| Exercise details |
Rewrite the passage about Walstan, starting with "Walstan is supposed" and going on through "information is unknown.", with "compilation" replaced by "collection".

| Selected excerpt |
- - -
Walstan is supposed to have been born in 975. He is associated with the English county of Norfolk, but uncertainty surrounds his actual identity and any details of his life. Information that he existed comes from two sources, the earliest of which is De Sancto Walstano Confessore in the Nova Legenda Angliæ, written by the English historian John Capgrave, and known as the Latin Life. Capgrave's Nova Legenda Angliæ was printed by Wynkyne de Worde in 1516; Walstan was included as one of 15 new saints in a compilation that did not form part of the main text. The source for de Worde's information is unknown.

Walstan's story was also described in a manuscript now known as the Lambeth Life (or English Life), which was copied on 29 September 1658 by a scribe from a now lost medieval triptych from Bawburgh church in Norfolk. Now part of manuscript Lambeth MSS 935 at Lambeth Palace library in London, it is recorded as 'The History of St. Walston taken out of an ancient parchment MS, enclosed in a case of 3 pieces of Wainscott about a yard long each of ym', with a drawing of the case. The triptych was owned by a man named Clarke, a Norfolk recusant, who claimed it once came from Bawburgh.

The two Lives were written for two different audiences; the Latin Life was intended for monastic readership, and the later English Life was meant to be read by lay readers, as indicated when stresses the need to commit to working hard for a master.
- - -
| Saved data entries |

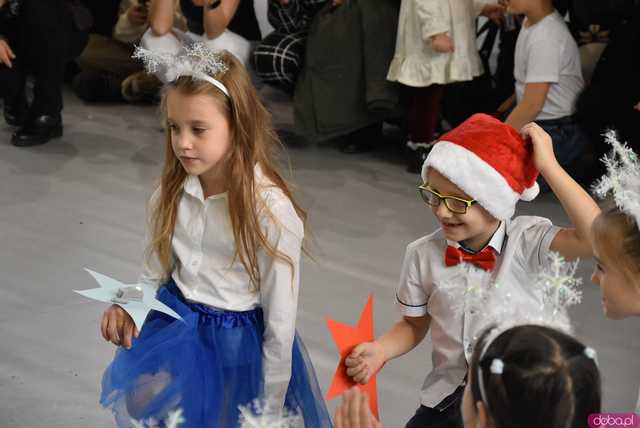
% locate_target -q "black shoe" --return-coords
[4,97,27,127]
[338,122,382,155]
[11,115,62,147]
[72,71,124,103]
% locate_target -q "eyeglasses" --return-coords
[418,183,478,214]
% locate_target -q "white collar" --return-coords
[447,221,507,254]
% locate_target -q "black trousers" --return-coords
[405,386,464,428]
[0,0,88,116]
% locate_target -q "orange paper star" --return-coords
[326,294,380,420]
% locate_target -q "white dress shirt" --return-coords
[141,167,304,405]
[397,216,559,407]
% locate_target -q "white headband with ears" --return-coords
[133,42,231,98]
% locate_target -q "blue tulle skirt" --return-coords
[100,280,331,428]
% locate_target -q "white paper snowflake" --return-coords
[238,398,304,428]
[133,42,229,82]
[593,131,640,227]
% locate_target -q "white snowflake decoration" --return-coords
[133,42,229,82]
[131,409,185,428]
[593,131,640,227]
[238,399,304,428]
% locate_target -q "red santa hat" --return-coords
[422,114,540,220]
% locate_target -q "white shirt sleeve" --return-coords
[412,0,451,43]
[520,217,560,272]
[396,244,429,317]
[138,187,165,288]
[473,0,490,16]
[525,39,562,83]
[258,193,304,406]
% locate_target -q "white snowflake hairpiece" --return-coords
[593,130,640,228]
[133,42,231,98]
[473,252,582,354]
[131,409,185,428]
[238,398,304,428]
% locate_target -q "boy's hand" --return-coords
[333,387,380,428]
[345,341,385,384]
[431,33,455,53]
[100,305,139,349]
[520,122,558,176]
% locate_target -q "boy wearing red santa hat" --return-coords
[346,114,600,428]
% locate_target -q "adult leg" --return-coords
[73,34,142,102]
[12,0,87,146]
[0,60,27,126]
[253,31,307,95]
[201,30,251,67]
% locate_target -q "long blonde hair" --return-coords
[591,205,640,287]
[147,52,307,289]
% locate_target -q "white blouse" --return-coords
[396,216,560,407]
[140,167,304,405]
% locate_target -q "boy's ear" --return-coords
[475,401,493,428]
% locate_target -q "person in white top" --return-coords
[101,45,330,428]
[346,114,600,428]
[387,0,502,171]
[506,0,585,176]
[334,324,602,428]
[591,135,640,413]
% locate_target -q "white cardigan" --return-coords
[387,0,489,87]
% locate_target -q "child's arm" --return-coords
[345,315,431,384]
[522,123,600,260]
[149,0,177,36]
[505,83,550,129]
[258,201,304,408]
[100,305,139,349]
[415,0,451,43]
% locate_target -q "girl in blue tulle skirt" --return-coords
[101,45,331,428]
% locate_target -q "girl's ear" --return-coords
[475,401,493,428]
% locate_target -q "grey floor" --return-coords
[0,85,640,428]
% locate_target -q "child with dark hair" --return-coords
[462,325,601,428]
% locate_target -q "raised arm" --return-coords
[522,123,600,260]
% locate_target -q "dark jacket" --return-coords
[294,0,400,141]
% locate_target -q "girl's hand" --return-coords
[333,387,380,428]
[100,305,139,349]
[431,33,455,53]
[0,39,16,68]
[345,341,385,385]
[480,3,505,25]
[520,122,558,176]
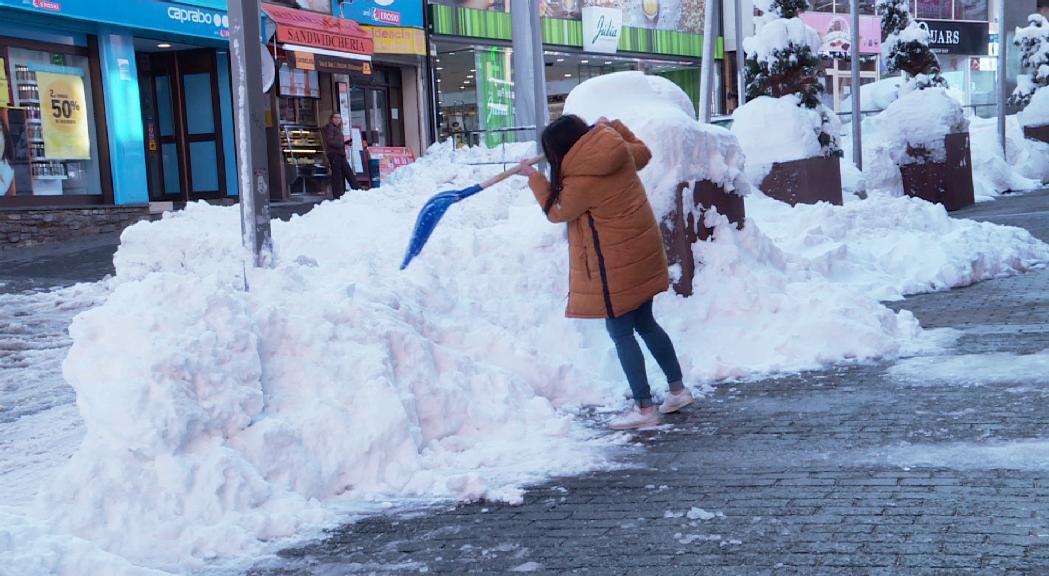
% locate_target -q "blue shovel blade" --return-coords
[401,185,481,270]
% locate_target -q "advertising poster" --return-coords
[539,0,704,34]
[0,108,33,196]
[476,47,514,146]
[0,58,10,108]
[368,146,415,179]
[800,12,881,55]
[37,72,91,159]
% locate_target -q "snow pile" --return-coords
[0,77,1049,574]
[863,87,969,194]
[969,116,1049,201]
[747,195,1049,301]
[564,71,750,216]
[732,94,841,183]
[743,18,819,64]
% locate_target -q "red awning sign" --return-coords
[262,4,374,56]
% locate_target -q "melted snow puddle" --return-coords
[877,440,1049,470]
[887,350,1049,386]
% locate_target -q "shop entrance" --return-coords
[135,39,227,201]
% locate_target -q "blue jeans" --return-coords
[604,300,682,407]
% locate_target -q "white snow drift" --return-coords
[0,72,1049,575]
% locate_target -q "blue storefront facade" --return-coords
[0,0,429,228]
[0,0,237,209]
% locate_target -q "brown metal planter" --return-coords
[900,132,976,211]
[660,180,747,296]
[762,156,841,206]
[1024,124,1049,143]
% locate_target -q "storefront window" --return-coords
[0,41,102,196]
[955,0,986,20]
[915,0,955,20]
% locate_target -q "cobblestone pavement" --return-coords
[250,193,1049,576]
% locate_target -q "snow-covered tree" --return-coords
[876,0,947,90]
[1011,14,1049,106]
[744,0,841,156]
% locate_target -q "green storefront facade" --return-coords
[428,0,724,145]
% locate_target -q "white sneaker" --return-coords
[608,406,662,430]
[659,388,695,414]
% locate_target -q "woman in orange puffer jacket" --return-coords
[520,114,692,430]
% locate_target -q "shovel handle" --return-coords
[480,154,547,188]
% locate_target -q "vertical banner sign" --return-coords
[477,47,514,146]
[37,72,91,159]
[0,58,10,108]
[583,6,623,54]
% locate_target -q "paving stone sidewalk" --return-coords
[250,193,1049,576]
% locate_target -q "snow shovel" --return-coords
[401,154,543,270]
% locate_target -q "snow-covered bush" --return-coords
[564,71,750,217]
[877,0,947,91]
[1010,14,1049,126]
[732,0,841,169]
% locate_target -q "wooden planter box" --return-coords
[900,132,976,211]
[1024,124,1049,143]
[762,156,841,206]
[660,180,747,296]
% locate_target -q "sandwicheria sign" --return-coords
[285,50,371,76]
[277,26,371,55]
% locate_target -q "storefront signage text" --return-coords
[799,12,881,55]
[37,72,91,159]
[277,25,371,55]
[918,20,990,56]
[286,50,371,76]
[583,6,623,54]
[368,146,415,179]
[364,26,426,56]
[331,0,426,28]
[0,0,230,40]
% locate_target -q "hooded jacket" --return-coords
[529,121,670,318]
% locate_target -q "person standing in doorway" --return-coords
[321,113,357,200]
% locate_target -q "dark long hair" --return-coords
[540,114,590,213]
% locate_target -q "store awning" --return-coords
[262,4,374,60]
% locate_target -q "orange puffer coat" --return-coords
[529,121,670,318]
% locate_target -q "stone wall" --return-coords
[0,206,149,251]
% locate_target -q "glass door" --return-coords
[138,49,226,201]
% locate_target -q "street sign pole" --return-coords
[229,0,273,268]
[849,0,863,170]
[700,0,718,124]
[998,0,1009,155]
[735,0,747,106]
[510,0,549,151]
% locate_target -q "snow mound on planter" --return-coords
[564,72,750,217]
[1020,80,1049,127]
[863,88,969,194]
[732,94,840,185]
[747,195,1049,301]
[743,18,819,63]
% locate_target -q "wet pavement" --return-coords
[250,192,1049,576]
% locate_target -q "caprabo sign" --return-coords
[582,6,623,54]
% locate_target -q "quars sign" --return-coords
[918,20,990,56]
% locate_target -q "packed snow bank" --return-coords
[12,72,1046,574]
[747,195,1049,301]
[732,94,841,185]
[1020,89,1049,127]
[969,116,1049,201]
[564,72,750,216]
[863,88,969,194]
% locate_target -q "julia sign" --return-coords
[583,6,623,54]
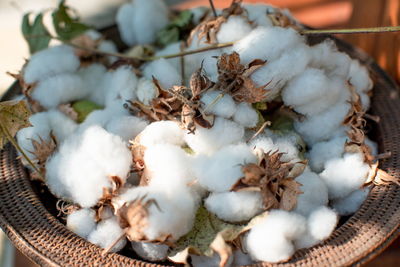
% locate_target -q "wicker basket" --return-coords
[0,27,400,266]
- - -
| Solution to the exercise |
Walstan is supposed to have been born in 975. He is associated with the English county of Norfolk, but uncertainty surrounds his actual identity and any details of his life. Information that he existed comes from two sources, the earliest of which is De Sancto Walstano Confessore in the Nova Legenda Angliæ, written by the English historian John Capgrave, and known as the Latin Life. Capgrave's Nova Legenda Angliæ was printed by Wynkyne de Worde in 1516; Walstan was included as one of 15 new saints in a collection that did not form part of the main text. The source for de Worde's information is unknown.